Task set —
(A) Answer these questions from the policy paper on national elections:
(i) Which two state elections does the paper call the most obvious cases of voting problems?
(ii) According to the quotation from Foreman, which voters were removed in disproportionate numbers from Florida's voter registration rolls?
(iii) What does the paper say did not take place in the 2004 election?
(B) Write out the passage of the policy paper on national elections between "The voters experienced" and "2000 election fiasco.", inclusive.

Provided passage —
################
Policy Position Paper
19 April 2005
Issue 3: Uniform National System for Elections to National Office
In the past two national elections, the United States has faced major voting inconsistencies and problems. These problems have caused many citizens to lose faith in election process and in the government as well. The most obvious cases are the 2000 election in Florida and 2004 election in Ohio. Through these two instances, and many others, we have seen irrefutable evidence that the country needs a uniform voting system for national elections. Reforming the current systems will make the elections more reliable and help to eliminate doubt in those people holding offices. The best way to solve the problem is by establishing standard voting procedures for all national offices; voter qualifications and registration, operations of polls, and the machinery used to vote need to be uniform in all the states in order to regain the trust of the voters.
The country became very aware during the 2000 election that the voting system was not reliable. In Florida, voters experienced problems which led to a major delay in the presidential election. The state was unprepared for the large turnout of voters, and the workers were not trained properly:
Despite the early signs of a large influx of new voters, Florida state election officials did not respond with the appropriate array of measures to avoid the chaos that occurred. The lack of sufficient and comparable resources and the absence of guidance from top state officials on matters such as voter education and effective poll worker training contributed to the incidence of spoiled and uncast ballots. (Foreman 2001, Executive Summary)
The voters experienced long lines, workers who did not understand procedures, voters were unclear of the location of polling places, and the inability of workers certify some voters caused many Floridians to miss the opportunity to vote (Foreman 2001, Executive Summary). Some voters, especially African-Americans, could not vote: “Florida’s overzealous efforts to purge voters from the rolls, conducted under the guise of an anti-fraud campaign, resulted in the inexcusable and patently unjust removal of disproportionate numbers of African American voters from Florida’s voter registration rolls for the November 2000 election” (Foreman 2001, Executive Summary). All of these problems in Florida’s counties caused the 2000 election fiasco.
On election night false reports from news stations announced who won the state of Florida before all the votes were counted, and following their broadcasts began the drawn out process of counting the votes (Prosise 2001). Recounting the ballots was a daunting task that caused many voters to lose faith in the system and on actual winner of the election. Inconsistencies arose over which ballots should be counted and which should not as well as which counties should be recounted. One would assume that this would have been fixed by the next national election in 2004, but a similar situation occurred again in Ohio. There was no recount in the 2004 election which also caused confidence in the system to decline: “Regardless of who really won the 2004 Presidential election, the issues presented go to the very essence of democracy and possibly its survival. The cornerstone of the ‘will of the people’ is the vote […] the credibility of our elections is an issue of concern to all who truly support democracy, and, especially to the country that is supposed to be the example for the world” (Young 2004). The people need to be reassured that their vote counts and that the elections are reliable. The votes in Ohio and in Florida are just two instances of when the United States voting system has failed to be reliable.
################
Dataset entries
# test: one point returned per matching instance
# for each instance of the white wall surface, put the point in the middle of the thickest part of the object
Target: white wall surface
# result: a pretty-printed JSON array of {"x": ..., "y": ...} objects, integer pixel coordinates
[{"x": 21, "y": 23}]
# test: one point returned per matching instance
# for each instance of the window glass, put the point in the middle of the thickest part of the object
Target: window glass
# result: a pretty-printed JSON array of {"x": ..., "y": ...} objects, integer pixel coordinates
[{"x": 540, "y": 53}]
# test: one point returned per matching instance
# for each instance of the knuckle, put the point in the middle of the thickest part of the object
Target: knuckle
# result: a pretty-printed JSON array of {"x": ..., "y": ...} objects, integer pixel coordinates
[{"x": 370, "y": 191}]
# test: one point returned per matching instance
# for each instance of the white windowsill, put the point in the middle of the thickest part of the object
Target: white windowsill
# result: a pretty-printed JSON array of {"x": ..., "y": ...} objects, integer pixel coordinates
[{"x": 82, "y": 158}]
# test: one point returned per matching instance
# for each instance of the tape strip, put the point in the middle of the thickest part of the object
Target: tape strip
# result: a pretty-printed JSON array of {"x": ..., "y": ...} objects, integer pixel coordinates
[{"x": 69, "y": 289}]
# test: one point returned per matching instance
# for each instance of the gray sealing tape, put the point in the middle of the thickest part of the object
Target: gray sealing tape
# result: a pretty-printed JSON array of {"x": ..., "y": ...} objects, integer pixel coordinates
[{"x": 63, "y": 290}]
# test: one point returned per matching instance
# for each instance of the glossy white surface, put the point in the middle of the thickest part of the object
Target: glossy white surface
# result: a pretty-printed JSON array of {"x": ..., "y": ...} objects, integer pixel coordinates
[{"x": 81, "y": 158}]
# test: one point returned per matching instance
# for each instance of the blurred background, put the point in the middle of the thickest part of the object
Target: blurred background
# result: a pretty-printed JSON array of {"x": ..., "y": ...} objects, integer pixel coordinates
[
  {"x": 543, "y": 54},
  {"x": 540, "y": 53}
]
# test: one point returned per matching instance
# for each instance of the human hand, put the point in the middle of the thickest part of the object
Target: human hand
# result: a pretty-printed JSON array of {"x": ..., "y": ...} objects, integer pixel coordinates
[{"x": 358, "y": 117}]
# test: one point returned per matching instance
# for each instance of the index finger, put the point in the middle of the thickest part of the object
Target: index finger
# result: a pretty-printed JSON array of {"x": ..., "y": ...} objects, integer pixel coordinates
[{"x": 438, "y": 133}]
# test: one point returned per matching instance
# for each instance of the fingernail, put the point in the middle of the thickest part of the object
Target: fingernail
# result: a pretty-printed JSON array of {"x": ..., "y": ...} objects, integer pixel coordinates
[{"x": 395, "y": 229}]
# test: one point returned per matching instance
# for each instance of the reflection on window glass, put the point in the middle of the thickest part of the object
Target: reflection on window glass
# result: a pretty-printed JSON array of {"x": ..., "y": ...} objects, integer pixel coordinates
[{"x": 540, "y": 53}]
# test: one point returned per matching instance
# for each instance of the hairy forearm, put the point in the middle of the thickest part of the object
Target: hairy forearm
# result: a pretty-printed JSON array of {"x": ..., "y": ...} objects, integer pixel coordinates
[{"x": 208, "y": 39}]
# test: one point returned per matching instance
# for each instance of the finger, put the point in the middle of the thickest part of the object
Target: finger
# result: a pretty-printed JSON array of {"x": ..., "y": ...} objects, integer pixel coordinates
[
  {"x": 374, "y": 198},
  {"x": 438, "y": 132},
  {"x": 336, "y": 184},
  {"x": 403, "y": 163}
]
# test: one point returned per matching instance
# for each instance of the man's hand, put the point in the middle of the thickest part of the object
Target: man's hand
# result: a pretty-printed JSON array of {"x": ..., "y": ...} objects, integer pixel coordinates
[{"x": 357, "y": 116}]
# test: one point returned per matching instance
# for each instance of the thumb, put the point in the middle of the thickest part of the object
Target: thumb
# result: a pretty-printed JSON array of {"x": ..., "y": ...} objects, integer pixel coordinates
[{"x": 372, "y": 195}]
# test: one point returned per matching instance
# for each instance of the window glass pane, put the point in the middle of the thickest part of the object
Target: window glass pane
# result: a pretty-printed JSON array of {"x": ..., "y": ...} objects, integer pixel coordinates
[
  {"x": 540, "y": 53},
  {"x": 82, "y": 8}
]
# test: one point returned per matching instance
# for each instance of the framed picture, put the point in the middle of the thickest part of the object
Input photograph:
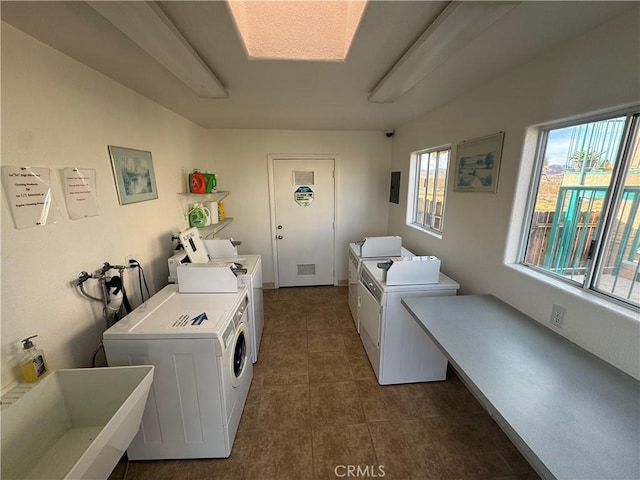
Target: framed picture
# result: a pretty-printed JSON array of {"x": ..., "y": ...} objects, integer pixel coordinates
[
  {"x": 478, "y": 164},
  {"x": 133, "y": 173}
]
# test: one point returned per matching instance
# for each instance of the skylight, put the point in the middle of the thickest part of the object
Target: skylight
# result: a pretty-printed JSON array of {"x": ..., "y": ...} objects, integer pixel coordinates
[{"x": 297, "y": 30}]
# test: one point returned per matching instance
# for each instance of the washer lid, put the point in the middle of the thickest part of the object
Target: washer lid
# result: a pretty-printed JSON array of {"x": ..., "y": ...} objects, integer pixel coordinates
[
  {"x": 376, "y": 273},
  {"x": 178, "y": 315}
]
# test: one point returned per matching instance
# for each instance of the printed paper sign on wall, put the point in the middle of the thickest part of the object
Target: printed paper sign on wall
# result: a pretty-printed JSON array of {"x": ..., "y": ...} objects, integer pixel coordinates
[{"x": 29, "y": 195}]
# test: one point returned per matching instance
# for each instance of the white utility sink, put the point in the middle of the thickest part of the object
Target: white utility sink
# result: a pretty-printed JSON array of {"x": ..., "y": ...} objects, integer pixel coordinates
[{"x": 73, "y": 424}]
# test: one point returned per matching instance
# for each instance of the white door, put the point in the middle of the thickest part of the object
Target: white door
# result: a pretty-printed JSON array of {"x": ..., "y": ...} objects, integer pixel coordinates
[{"x": 304, "y": 221}]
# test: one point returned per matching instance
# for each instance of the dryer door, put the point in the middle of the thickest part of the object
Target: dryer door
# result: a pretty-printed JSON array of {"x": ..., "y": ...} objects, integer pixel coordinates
[{"x": 240, "y": 353}]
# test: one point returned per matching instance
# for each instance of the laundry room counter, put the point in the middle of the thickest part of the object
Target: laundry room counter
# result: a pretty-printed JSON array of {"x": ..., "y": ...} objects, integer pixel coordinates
[{"x": 571, "y": 414}]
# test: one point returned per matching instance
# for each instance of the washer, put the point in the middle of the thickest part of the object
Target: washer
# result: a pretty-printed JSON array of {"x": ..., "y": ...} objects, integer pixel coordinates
[
  {"x": 398, "y": 349},
  {"x": 384, "y": 247},
  {"x": 199, "y": 344},
  {"x": 253, "y": 281}
]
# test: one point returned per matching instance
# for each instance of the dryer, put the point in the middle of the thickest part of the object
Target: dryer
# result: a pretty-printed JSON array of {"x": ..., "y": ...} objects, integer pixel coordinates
[
  {"x": 200, "y": 347},
  {"x": 371, "y": 248},
  {"x": 398, "y": 349}
]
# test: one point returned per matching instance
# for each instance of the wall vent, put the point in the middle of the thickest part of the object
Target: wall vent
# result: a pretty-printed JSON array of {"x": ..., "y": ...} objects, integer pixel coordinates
[{"x": 307, "y": 269}]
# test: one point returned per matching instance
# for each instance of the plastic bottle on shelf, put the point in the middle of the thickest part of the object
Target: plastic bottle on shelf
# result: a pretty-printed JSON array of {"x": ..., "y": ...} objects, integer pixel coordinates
[
  {"x": 211, "y": 182},
  {"x": 33, "y": 364},
  {"x": 197, "y": 182}
]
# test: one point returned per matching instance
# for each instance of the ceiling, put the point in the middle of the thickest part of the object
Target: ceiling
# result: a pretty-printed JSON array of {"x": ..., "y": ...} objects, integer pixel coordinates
[{"x": 281, "y": 94}]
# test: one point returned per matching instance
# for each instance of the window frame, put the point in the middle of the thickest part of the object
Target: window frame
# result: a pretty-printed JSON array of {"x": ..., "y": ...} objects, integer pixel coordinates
[
  {"x": 612, "y": 197},
  {"x": 414, "y": 189}
]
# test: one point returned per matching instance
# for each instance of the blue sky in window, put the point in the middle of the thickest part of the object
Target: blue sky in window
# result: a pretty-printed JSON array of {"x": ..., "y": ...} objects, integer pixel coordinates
[{"x": 558, "y": 146}]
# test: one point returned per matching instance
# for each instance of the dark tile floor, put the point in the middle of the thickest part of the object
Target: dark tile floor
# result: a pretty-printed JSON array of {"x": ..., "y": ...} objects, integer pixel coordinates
[{"x": 316, "y": 411}]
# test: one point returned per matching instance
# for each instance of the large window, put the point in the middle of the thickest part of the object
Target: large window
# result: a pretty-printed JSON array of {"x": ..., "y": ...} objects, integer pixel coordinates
[
  {"x": 584, "y": 222},
  {"x": 428, "y": 180}
]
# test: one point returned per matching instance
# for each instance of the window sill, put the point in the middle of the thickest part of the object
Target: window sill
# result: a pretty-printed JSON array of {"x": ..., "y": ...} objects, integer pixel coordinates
[
  {"x": 586, "y": 295},
  {"x": 425, "y": 230}
]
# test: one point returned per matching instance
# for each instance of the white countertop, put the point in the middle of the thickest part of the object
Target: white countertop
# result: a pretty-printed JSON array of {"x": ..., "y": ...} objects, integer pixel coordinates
[{"x": 572, "y": 415}]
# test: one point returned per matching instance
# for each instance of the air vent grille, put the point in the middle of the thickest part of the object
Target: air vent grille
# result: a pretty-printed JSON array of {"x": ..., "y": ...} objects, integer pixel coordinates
[{"x": 307, "y": 269}]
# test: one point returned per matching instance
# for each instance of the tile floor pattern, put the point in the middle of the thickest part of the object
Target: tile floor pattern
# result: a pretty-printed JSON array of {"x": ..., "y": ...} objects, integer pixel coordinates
[{"x": 316, "y": 411}]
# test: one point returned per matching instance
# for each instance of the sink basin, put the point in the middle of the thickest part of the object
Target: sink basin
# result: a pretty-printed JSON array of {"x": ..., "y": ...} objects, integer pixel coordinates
[{"x": 73, "y": 424}]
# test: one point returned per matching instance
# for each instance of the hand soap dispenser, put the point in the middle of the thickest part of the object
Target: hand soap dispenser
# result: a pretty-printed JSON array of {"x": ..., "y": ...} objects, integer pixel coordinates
[{"x": 33, "y": 364}]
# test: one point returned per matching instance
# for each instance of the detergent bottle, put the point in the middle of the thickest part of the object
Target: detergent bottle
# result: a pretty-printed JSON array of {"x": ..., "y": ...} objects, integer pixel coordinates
[
  {"x": 197, "y": 182},
  {"x": 33, "y": 364},
  {"x": 211, "y": 182}
]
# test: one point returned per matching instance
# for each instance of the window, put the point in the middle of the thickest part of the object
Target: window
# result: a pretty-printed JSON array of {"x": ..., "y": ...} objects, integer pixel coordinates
[
  {"x": 585, "y": 207},
  {"x": 428, "y": 186}
]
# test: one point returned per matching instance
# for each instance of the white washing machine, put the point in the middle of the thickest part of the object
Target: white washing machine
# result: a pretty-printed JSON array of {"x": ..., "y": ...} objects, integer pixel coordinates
[
  {"x": 200, "y": 347},
  {"x": 371, "y": 248},
  {"x": 397, "y": 347},
  {"x": 253, "y": 281}
]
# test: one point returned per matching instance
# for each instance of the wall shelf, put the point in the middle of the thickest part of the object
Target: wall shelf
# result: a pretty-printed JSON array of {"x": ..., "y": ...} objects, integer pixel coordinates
[
  {"x": 207, "y": 197},
  {"x": 210, "y": 230},
  {"x": 188, "y": 198}
]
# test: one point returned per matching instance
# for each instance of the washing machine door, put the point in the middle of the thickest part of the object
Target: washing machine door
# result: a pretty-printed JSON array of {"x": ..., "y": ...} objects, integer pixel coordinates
[{"x": 240, "y": 354}]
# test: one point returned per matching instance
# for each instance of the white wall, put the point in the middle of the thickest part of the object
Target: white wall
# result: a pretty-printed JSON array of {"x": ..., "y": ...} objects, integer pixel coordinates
[
  {"x": 362, "y": 184},
  {"x": 591, "y": 73},
  {"x": 57, "y": 113}
]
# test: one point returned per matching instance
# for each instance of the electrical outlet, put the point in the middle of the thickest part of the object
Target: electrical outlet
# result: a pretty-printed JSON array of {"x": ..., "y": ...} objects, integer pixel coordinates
[{"x": 557, "y": 316}]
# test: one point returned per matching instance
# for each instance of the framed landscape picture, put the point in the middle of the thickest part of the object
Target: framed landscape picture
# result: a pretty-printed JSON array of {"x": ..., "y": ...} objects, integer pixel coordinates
[
  {"x": 478, "y": 164},
  {"x": 133, "y": 174}
]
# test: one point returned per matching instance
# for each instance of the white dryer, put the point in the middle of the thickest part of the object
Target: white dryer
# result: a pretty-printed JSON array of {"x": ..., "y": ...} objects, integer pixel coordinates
[
  {"x": 371, "y": 248},
  {"x": 253, "y": 281},
  {"x": 398, "y": 349},
  {"x": 199, "y": 345}
]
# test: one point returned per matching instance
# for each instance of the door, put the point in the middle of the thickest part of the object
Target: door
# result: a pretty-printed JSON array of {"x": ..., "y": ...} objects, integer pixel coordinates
[{"x": 304, "y": 221}]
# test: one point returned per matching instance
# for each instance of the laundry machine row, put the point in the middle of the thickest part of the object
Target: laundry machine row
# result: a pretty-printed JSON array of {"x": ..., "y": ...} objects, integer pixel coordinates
[
  {"x": 369, "y": 249},
  {"x": 200, "y": 347},
  {"x": 214, "y": 266}
]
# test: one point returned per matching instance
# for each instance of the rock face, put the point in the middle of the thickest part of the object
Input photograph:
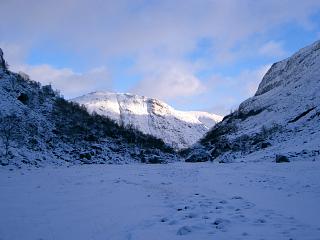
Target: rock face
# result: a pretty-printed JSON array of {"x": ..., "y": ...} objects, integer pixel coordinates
[
  {"x": 282, "y": 118},
  {"x": 39, "y": 127},
  {"x": 179, "y": 129},
  {"x": 2, "y": 62}
]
################
Task-by-task solutions —
(A)
(i) The 2000 election in Florida and the 2004 election in Ohio.
(ii) African American voters.
(iii) A recount.

(B)
The voters experienced long lines, workers who did not understand procedures, voters were unclear of the location of polling places, and the inability of workers certify some voters caused many Floridians to miss the opportunity to vote (Foreman 2001, Executive Summary). Some voters, especially African-Americans, could not vote: “Florida’s overzealous efforts to purge voters from the rolls, conducted under the guise of an anti-fraud campaign, resulted in the inexcusable and patently unjust removal of disproportionate numbers of African American voters from Florida’s voter registration rolls for the November 2000 election” (Foreman 2001, Executive Summary). All of these problems in Florida’s counties caused the 2000 election fiasco.